Aufgabe 1.
Ersetze in den Zeilen unterhalb des Textes, beginnend mit der Zeile, die "Flag any stone plaza you can find." enthält, und endend mit der Zeile, die "Flag any supreme court building you can find." enthält, jedes "marble" durch "granite". Gib nur diese Zeilen wieder und lass alles andere unverändert.
Aufgabe 2.
Schreib den Text über die Rüge des Presserats zum Zeitungsartikel über den Amokfahrer in Graz dort weiter, wo er aufhört.

Auswahl.
########

Wien (OTS) - Der Senat 1 des Presserats beschäftigte sich mit dem
Artikel "‘Alarmstufe Rot‘ bei der Polizei", erschienen auf Seite 5
der "Kronen Zeitung" vom 21.06.2015. Der Artikel verstößt nach
Meinung des Senats gegen Punkt 2 des Ehrenkodex für die
österreichische Presse, wonach Nachrichten korrekt wiedergegeben
werden müssen.
In dem gerügten Artikel wird über den Amokfahrer in Graz berichtet.
Obwohl es sich laut Artikel bei dem mutmaßlichen Täter "um einen
‚psychotisch Kranken mit Verfolgungswahn‘" handle, werde nun sein
Umfeld überprüft; erst vorigen Herbst sei unter anderem in Graz eine
große Razzia gegen die Islamisten-Szene durchgeführt worden, wobei
der Amoklenker nicht zu den Verdächtigen dieser Razzia zähle. Der
Mann sei "[l]aut derzeitigem Ermittlungsstand kein Mitglied einer
Islamistengruppe, doch sein blindwütiges Vorgehen gegen völlig
unbeteiligte Passanten … [trage] leider auch die schreckliche
Handschrift von Dschihadisten-Einzelkämpfern."
Weiters wird berichtet, dass der Direktor des Bundesamts für
Verfassungsschutz und Terrorismusbekämpfung im Zuge des Anschlages
auf "Charlie Hebdo" gewarnt habe, dass Terrorismus auch mit Messern
oder Autos stattfinden könne, weshalb die Polizei nun auch das
Privatleben des Mannes durchleuchte, da "[n]och … nicht
ausgeschlossen werden [könne], dass es sich bei dem gebürtigen
Bosnier doch um einen ‚Schläfer‘ … [handle]".
Ein dem Artikel beigefügtes Bild zeigt laut Begleittext eine Szene
von den "Razzien gegen Islamisten in Graz, Wien und Linz im Herbst."

########

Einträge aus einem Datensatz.
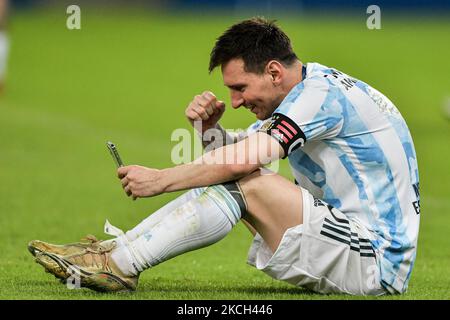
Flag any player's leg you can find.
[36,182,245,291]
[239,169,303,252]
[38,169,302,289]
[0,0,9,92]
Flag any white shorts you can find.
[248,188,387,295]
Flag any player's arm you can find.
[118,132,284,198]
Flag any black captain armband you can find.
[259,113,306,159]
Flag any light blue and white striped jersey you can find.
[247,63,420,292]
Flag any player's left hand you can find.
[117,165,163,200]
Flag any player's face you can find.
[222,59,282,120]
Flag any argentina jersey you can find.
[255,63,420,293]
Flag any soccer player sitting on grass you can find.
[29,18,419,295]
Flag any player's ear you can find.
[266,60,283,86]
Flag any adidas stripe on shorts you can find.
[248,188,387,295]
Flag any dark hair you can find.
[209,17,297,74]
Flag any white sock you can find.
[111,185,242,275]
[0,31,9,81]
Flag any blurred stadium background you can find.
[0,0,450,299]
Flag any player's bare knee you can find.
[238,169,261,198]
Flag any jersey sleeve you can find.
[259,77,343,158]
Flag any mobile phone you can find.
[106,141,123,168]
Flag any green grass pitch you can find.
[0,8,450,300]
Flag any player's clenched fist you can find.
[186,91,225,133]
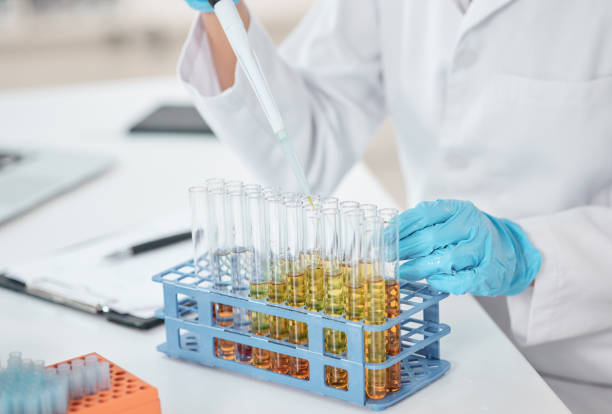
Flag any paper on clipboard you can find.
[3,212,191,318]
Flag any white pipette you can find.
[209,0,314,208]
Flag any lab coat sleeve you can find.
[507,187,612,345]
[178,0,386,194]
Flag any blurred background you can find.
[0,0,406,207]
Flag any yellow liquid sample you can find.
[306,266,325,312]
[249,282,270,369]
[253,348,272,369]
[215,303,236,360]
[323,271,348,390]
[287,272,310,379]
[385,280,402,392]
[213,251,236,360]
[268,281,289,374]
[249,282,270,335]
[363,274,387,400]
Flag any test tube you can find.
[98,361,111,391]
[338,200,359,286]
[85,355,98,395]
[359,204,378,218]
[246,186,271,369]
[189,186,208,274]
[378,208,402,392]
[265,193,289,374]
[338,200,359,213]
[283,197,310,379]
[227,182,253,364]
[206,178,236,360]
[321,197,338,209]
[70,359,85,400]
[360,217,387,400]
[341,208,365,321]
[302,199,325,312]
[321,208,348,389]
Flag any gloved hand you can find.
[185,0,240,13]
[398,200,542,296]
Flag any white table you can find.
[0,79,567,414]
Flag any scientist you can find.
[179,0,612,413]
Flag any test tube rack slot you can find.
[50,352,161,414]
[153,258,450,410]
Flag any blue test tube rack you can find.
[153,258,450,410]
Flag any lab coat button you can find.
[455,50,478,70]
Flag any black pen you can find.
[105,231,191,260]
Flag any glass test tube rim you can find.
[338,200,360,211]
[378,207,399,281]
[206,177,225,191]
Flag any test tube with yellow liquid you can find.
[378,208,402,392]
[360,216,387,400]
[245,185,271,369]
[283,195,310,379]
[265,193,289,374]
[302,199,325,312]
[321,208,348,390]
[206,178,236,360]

########

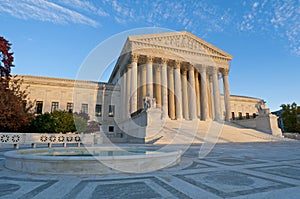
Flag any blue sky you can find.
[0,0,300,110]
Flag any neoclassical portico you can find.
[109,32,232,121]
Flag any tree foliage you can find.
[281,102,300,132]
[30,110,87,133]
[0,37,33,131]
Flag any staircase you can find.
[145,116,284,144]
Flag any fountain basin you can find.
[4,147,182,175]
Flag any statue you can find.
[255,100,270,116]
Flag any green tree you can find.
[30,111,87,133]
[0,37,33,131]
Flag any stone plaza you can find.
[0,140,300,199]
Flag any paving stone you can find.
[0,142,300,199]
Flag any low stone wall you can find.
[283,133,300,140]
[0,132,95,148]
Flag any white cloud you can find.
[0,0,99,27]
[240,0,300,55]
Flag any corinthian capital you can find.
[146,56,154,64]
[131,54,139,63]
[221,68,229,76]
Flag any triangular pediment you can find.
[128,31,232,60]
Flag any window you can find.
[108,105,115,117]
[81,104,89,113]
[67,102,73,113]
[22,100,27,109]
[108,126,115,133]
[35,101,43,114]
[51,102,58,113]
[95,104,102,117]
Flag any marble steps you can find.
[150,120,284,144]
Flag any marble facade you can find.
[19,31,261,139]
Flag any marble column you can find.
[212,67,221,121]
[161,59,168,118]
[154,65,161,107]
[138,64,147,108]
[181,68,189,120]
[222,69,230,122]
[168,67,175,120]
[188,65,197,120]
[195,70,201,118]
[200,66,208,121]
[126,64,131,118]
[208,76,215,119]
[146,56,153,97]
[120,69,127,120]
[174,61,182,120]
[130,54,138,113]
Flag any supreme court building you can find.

########

Ergebnis 1.
Flag any stone plaza you can find.
[0,140,300,199]
Flag any paving stone you can find.
[0,142,300,199]
Flag any low stone wall you can find.
[283,133,300,140]
[0,132,95,148]
Flag any white cloud you can find.
[0,0,99,27]
[240,0,300,55]
Flag any corinthian capital you can find.
[146,56,154,64]
[131,54,139,63]
[221,68,229,76]
Flag any triangular pediment you can find.
[128,31,232,60]
Flag any window you can find.
[108,105,115,117]
[81,104,89,113]
[67,102,73,113]
[22,100,27,109]
[108,126,115,133]
[35,101,43,114]
[51,102,58,113]
[95,104,102,117]
Flag any granite steps you can find.
[150,120,284,144]
Flag any granite facade you can find.
[19,31,261,139]
Flag any granite column you can find.
[212,67,221,121]
[161,59,168,118]
[154,65,161,107]
[138,64,147,108]
[181,68,189,120]
[222,69,230,122]
[168,67,175,120]
[188,65,197,120]
[195,70,201,118]
[200,66,208,121]
[126,64,131,118]
[208,76,215,119]
[146,56,153,97]
[120,69,127,120]
[174,61,182,120]
[130,54,138,113]
Flag any supreme court building you can find.

Ergebnis 2.
Mehrere Leser haben sich an den Presserat gewandt und kritisiert,
dass hier zu Unrecht ein Zusammenhang zu einem möglichen
terroristisch-islamistischen Hintergrund hergestellt werde.
Nach Meinung des Senats verstößt der Artikel gegen das Gebot,
Nachrichten gewissenhaft und korrekt wiederzugeben. Trotz
gegenteiliger Information der Polizei wird den Lesern des Artikels
suggeriert, dass es bei der Amokfahrt einen
terroristisch-islamistischen Hintergrund geben könnte. Der Autor
hätte zumindest deutlicher auf den Standpunkt der Polizei hinweisen
müssen, selbst wenn er zum damaligen Zeitpunkt an dieser Position
gezweifelt hat.
Zudem führt der Abdruck des Fotos von einer Razzia gegen Islamisten
in die Irre. Da die Amokfahrt zum Zeitpunkt der Recherche für den
Bericht laut Polizei eben gerade keinen islamistischen Hintergrund
aufwies, hält es der Senat für ethisch bedenklich, einen Zusammenhang
zwischen den beiden Ereignissen herzustellen.
Der Senat fordert die betroffene Medieninhaberin auf, die vorliegende
Entscheidung freiwillig zu veröffentlichen.
SELBSTÄNDIGES VERFAHREN AUFGRUND VON MITTEILUNGEN VON LESERINNEN UND
LESERN
Der Presserat ist ein Verein, der sich für verantwortungsvollen
Journalismus einsetzt und dem die wichtigsten Journalisten- und
Verlegerverbände Österreichs angehören. Die Mitglieder der Senate des
Presserats sind weisungsfrei und unabhängig.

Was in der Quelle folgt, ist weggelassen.